> [GIVEN DATA]:
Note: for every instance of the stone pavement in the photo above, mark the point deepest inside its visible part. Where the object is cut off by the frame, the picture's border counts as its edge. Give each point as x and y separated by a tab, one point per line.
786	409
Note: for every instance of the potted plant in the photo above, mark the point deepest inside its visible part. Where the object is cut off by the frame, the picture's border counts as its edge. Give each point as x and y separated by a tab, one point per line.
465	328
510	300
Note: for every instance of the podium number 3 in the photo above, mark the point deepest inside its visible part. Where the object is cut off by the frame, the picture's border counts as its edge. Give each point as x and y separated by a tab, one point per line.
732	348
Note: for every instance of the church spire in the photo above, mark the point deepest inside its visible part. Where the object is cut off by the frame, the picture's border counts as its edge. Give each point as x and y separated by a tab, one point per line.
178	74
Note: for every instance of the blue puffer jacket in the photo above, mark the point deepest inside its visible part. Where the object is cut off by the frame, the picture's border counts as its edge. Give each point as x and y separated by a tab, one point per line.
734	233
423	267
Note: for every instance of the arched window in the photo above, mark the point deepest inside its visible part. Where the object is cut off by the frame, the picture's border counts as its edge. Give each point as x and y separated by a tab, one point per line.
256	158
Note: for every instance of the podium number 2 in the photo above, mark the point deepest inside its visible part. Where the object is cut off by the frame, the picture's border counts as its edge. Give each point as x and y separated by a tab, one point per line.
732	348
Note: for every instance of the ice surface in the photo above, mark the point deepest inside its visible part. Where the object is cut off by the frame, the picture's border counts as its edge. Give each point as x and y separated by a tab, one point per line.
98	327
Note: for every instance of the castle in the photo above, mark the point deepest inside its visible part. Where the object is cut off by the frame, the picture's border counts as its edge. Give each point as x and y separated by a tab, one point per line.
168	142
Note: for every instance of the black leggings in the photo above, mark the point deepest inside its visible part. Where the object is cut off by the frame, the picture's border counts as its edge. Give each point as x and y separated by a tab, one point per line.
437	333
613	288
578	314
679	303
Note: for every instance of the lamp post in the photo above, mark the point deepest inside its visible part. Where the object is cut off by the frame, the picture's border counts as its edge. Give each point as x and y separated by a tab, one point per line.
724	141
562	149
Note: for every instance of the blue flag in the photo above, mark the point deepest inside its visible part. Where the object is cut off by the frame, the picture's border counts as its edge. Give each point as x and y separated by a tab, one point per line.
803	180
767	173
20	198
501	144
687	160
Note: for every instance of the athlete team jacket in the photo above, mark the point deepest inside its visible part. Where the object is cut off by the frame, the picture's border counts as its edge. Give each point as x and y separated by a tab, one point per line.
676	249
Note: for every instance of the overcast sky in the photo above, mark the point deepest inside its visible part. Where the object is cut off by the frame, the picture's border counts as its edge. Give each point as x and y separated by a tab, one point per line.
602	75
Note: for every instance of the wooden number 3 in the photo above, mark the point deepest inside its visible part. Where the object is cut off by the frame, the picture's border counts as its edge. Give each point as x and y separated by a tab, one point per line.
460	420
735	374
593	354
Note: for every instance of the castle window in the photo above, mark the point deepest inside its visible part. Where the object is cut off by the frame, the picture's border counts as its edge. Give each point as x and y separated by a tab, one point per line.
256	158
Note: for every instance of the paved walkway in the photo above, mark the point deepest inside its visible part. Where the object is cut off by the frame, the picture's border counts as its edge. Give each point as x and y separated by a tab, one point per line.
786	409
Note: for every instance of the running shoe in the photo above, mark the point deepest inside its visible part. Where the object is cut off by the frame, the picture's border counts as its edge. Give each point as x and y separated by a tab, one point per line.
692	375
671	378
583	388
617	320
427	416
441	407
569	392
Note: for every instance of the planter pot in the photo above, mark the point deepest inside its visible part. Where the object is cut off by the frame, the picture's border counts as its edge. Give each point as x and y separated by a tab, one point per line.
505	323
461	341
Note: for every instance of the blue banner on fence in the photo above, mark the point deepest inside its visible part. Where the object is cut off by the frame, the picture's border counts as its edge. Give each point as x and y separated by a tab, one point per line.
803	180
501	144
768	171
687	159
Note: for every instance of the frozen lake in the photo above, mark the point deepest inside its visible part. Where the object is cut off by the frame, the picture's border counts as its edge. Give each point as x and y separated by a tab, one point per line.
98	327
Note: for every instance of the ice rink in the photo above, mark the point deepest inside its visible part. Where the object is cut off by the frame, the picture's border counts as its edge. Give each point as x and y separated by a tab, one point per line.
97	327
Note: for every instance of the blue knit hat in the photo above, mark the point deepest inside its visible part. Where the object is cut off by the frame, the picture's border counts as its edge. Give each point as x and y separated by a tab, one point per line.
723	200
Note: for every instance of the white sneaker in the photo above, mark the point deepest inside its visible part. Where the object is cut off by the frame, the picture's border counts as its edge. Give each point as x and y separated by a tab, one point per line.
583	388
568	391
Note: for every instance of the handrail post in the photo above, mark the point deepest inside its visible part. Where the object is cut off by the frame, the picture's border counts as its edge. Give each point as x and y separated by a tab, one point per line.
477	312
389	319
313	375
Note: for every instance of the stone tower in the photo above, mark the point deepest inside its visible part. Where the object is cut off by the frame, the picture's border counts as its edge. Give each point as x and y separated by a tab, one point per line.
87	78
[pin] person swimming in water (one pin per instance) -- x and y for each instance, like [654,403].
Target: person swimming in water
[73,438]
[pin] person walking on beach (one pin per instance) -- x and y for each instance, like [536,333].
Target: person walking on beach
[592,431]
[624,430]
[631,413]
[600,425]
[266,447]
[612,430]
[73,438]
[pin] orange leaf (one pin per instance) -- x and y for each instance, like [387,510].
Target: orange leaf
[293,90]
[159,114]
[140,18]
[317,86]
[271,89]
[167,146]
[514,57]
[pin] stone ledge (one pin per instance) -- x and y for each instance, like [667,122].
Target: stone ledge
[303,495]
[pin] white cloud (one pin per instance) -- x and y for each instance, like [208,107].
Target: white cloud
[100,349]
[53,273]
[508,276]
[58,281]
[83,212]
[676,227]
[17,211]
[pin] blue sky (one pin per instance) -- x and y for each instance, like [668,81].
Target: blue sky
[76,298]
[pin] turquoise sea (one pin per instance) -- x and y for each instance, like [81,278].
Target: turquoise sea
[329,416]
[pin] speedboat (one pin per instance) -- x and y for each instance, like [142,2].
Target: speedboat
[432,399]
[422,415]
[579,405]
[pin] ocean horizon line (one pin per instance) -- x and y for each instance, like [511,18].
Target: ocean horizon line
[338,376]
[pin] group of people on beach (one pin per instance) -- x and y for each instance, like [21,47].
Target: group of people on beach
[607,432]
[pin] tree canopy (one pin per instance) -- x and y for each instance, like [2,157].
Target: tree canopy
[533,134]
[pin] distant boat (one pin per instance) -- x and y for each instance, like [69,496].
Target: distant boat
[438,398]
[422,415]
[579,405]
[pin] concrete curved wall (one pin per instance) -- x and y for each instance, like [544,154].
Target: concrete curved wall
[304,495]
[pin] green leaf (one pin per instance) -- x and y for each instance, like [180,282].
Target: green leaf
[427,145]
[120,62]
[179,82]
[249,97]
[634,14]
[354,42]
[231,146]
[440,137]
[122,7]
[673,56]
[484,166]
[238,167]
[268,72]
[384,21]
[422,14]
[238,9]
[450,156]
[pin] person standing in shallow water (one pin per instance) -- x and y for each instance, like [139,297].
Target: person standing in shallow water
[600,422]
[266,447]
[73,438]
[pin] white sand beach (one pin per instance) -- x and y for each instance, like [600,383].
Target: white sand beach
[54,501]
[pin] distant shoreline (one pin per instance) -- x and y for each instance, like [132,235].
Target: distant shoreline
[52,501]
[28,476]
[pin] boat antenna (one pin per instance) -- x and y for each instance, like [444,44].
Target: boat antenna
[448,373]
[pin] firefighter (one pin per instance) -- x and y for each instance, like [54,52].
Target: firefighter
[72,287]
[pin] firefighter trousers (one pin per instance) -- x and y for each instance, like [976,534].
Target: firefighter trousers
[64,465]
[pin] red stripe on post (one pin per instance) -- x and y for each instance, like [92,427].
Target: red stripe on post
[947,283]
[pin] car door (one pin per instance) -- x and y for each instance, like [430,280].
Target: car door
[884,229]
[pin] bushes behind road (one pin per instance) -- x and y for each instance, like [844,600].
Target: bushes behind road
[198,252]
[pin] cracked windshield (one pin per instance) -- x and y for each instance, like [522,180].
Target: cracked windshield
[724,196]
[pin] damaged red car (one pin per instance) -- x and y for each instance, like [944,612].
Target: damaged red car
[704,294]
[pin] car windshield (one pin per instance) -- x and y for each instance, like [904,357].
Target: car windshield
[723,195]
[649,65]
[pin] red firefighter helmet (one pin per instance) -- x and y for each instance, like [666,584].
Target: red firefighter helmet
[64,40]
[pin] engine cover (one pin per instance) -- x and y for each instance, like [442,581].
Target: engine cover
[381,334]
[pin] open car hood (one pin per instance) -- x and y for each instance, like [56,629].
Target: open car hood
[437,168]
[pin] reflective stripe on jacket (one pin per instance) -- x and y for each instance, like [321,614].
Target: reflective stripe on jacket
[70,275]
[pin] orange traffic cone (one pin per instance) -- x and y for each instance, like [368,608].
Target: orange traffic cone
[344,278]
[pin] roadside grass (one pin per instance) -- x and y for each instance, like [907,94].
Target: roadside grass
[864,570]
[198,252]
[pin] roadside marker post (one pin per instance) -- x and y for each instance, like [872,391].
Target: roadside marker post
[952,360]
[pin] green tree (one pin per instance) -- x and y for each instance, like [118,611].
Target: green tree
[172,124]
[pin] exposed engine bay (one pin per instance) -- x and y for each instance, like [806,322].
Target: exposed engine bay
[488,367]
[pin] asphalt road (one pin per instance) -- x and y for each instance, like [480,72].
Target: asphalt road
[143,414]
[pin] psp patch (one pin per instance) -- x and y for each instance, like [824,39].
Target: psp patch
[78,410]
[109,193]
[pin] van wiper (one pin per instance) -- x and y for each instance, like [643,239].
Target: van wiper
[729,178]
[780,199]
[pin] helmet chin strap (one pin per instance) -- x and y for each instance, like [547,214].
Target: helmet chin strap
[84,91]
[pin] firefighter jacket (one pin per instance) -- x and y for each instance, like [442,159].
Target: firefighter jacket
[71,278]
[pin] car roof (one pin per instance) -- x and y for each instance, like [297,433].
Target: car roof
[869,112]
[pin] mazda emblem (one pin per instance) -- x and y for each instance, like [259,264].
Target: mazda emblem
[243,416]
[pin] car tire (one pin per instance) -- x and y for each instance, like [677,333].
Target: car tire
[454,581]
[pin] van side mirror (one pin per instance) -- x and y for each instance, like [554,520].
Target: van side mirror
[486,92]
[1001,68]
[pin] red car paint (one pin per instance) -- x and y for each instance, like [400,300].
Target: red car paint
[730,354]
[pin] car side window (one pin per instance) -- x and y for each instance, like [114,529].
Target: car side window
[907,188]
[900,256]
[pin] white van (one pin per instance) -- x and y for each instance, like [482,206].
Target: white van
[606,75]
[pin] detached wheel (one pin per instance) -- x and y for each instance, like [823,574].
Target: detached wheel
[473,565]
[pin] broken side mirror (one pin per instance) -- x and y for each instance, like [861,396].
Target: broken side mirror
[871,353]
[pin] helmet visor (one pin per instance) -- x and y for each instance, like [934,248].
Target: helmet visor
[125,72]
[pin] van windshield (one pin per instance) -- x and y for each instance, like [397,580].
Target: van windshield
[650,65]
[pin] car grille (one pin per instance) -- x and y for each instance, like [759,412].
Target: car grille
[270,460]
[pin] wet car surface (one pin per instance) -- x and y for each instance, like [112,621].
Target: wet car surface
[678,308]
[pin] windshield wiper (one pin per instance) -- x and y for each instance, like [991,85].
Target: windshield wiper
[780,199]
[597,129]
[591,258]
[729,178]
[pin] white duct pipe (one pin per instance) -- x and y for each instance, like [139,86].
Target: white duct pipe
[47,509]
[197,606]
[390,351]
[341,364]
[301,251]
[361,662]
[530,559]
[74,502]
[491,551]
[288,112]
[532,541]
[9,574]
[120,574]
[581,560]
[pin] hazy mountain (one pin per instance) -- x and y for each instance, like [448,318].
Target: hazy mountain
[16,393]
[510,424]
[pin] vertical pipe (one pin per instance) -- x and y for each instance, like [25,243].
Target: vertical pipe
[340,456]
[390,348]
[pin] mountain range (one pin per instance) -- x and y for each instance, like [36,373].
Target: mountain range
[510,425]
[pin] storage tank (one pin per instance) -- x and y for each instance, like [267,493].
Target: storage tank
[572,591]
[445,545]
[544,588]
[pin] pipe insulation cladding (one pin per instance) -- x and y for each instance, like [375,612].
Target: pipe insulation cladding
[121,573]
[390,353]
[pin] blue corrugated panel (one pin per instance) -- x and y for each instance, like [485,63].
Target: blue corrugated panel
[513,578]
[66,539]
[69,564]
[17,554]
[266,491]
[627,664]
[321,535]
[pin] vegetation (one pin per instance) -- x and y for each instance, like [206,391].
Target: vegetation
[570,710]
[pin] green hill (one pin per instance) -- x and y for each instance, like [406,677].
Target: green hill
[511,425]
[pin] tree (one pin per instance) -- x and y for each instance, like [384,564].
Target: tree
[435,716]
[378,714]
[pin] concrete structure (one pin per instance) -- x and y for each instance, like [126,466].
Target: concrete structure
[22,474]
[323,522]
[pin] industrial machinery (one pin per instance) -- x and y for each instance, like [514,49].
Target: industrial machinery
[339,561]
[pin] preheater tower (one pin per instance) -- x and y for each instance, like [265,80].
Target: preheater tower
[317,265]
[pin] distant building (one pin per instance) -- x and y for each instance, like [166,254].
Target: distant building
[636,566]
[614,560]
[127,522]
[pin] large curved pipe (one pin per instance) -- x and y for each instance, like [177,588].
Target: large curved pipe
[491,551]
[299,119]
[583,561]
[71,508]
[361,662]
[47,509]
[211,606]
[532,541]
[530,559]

> [WRITTEN EXERCISE]: Rewrite everything from the line with "[pin] concrete structure" down to the end of the data, substituting "background building" for "distant building" and leaving all else the same.

> [TASK SOLUTION]:
[pin] concrete structure (one pin per instance) -- x and y for each instance, like [126,466].
Target: concrete structure
[22,474]
[323,522]
[pin] industrial machinery (one pin per instance) -- x and y for each instance, like [514,49].
Target: industrial machinery
[339,561]
[pin] preheater tower (one pin per instance) -- x and y for each instance, like [265,80].
Target: preheater tower
[317,265]
[pin] background building (one pin per instance) -- x and y for each instance, like [166,254].
Target: background building
[636,566]
[614,560]
[127,522]
[pin] large curved pipe (one pin per instance) -- x and y for each instance, like [177,588].
Target: large curved pipe
[491,551]
[299,119]
[583,561]
[71,508]
[361,662]
[47,509]
[211,606]
[532,541]
[530,559]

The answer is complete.